==== Data for review

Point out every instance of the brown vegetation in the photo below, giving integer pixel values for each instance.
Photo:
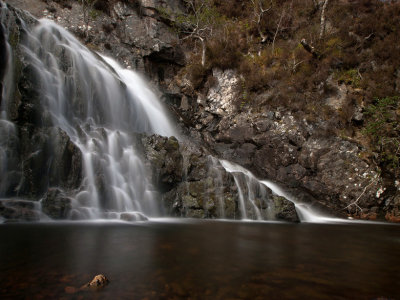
(359, 49)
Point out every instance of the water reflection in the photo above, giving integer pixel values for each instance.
(201, 260)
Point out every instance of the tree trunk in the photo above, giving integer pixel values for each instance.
(203, 52)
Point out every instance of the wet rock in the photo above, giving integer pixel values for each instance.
(18, 210)
(284, 209)
(99, 281)
(164, 159)
(56, 204)
(133, 217)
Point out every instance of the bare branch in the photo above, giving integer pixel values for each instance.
(323, 20)
(310, 48)
(277, 30)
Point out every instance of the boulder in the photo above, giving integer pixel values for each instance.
(56, 204)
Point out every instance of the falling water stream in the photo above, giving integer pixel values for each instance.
(99, 105)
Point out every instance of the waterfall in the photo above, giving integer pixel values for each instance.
(245, 179)
(8, 132)
(99, 105)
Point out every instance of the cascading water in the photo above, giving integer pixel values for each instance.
(8, 132)
(245, 179)
(98, 105)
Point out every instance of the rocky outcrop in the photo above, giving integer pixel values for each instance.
(194, 184)
(55, 204)
(19, 210)
(333, 171)
(318, 166)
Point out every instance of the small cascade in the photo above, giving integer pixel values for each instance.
(215, 173)
(99, 106)
(92, 102)
(244, 179)
(254, 203)
(7, 128)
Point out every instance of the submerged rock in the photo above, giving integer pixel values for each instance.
(19, 210)
(56, 204)
(98, 281)
(284, 209)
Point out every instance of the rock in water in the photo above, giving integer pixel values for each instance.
(99, 281)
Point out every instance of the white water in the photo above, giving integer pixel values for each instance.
(99, 105)
(8, 132)
(305, 212)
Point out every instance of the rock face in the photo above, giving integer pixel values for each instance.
(195, 185)
(19, 210)
(332, 171)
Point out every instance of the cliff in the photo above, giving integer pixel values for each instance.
(323, 125)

========

# [Task directions]
Starting at the line that contains "Point out every instance of the rock in", copy every line down to the last line of the records above, exactly as written.

# [Your response]
Point out every instance of the rock in water in the photo above, giving integer pixel values for each instance.
(99, 281)
Point out every instance of the white water in the photo above, giving integer pixel values for each instance.
(99, 105)
(8, 132)
(305, 212)
Point out every instance of the rock face in the photo above, giving integer pixel values for each instance.
(195, 185)
(19, 210)
(332, 171)
Point out every instance of the cliff in the photo above, giving integer pixel values for each instance.
(323, 125)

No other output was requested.